TASK DETAILS: Reproduce the listing below unchanged, starting at the line that contains "[tag] green foliage (a dot for each instance)" and running down through its final line, with both of those lines included.

_____

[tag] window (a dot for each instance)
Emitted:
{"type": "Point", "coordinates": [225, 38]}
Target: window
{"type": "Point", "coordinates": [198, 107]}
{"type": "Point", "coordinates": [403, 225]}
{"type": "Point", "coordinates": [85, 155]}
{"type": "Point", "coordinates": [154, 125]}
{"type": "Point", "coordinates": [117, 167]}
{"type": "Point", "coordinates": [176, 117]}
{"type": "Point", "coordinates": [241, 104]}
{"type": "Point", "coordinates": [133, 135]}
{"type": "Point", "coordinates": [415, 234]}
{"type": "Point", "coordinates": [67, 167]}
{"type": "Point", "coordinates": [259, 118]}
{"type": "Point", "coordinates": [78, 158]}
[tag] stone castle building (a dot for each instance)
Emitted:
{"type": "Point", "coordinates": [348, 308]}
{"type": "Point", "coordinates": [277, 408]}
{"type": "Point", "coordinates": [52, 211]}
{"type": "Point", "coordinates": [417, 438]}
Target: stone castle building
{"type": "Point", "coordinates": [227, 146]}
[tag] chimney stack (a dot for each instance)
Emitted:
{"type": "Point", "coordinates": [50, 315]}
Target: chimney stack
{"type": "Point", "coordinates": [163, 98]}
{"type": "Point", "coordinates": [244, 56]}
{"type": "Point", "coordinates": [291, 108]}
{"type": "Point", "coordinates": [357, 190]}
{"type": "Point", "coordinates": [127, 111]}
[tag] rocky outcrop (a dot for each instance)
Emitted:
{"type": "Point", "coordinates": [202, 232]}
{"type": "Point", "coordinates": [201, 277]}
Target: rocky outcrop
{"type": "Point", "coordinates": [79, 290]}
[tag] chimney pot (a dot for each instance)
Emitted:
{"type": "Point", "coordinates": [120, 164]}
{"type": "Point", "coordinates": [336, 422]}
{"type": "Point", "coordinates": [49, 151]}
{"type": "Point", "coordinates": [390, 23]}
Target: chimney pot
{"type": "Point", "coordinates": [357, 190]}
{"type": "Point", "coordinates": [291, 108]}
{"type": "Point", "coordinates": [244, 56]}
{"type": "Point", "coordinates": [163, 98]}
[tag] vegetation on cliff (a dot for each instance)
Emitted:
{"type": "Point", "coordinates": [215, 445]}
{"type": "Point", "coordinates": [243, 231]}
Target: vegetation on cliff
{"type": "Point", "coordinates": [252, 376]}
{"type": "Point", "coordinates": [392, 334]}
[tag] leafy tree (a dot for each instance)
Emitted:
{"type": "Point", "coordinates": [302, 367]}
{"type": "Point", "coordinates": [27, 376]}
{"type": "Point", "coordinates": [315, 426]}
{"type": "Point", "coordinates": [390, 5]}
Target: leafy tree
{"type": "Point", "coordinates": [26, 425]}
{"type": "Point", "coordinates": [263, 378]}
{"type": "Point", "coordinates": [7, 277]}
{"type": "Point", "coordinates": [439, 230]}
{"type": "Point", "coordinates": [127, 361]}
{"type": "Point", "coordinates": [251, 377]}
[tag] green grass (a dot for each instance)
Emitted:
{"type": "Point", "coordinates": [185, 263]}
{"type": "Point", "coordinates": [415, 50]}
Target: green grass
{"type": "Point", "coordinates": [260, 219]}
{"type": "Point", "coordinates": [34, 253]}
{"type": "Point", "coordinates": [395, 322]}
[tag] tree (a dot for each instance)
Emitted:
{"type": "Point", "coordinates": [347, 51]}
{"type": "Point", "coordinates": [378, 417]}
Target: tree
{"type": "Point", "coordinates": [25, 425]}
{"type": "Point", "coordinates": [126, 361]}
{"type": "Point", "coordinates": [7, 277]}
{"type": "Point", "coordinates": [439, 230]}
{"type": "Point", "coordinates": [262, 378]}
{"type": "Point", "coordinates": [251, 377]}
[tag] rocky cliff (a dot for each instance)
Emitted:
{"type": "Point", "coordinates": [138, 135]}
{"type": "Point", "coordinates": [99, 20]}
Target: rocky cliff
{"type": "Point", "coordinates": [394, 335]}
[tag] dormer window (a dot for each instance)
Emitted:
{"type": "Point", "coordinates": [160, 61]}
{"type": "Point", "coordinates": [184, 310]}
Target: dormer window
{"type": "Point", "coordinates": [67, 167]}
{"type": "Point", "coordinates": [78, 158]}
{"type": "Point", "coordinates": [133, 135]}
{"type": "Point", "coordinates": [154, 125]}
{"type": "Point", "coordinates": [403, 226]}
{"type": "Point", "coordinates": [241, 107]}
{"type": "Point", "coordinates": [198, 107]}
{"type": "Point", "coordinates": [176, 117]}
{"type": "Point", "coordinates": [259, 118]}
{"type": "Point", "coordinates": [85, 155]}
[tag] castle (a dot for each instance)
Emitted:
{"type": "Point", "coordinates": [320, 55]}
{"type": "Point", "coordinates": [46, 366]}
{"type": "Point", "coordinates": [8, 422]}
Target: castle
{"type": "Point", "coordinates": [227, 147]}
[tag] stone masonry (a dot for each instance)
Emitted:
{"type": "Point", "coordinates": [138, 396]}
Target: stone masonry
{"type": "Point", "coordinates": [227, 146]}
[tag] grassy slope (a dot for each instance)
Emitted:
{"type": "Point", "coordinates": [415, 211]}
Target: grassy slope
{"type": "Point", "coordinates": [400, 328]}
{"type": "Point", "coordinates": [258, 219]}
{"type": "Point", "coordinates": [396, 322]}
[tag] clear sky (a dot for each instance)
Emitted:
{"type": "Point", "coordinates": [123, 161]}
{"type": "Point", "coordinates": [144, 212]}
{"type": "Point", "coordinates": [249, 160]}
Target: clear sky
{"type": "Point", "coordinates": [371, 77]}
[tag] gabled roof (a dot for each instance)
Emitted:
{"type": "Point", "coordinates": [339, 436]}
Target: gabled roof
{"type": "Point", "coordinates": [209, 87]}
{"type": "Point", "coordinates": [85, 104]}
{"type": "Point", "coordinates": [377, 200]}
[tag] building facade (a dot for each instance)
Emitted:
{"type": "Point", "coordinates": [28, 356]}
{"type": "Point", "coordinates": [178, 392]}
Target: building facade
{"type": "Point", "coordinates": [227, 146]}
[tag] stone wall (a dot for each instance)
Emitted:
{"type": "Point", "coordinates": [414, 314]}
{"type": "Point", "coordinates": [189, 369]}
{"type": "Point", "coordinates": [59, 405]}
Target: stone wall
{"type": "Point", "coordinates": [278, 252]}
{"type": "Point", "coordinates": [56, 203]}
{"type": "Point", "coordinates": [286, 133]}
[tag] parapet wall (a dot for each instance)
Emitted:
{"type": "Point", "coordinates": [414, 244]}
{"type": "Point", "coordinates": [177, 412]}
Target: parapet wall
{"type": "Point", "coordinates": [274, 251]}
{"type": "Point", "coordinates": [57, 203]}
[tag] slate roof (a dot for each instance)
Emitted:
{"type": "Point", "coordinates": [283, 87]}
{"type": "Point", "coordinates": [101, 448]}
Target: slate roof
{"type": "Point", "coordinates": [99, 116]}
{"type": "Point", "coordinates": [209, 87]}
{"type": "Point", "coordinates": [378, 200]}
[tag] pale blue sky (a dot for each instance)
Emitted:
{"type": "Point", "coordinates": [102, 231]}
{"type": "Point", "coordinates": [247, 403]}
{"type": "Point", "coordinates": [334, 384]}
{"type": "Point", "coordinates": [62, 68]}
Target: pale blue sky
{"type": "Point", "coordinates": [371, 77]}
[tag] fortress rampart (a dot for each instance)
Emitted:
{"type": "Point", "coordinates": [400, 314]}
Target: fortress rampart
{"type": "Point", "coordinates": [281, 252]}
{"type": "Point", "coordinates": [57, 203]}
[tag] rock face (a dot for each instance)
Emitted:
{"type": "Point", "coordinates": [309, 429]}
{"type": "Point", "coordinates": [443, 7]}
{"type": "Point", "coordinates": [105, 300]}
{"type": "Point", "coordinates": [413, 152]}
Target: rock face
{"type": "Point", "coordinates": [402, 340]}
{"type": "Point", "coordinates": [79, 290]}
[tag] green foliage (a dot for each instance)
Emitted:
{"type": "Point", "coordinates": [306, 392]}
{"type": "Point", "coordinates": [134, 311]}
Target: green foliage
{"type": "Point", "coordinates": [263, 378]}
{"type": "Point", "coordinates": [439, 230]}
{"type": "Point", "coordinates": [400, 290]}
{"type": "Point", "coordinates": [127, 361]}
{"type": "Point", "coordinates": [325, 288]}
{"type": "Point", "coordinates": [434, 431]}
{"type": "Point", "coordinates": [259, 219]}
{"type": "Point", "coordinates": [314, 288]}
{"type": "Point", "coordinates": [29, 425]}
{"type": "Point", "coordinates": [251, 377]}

_____

FINISHED ANSWER:
[tag] green foliage (a dot for each instance)
Emitted:
{"type": "Point", "coordinates": [306, 392]}
{"type": "Point", "coordinates": [134, 311]}
Target: green foliage
{"type": "Point", "coordinates": [263, 378]}
{"type": "Point", "coordinates": [439, 230]}
{"type": "Point", "coordinates": [400, 290]}
{"type": "Point", "coordinates": [127, 361]}
{"type": "Point", "coordinates": [325, 288]}
{"type": "Point", "coordinates": [434, 431]}
{"type": "Point", "coordinates": [259, 219]}
{"type": "Point", "coordinates": [314, 288]}
{"type": "Point", "coordinates": [29, 425]}
{"type": "Point", "coordinates": [251, 377]}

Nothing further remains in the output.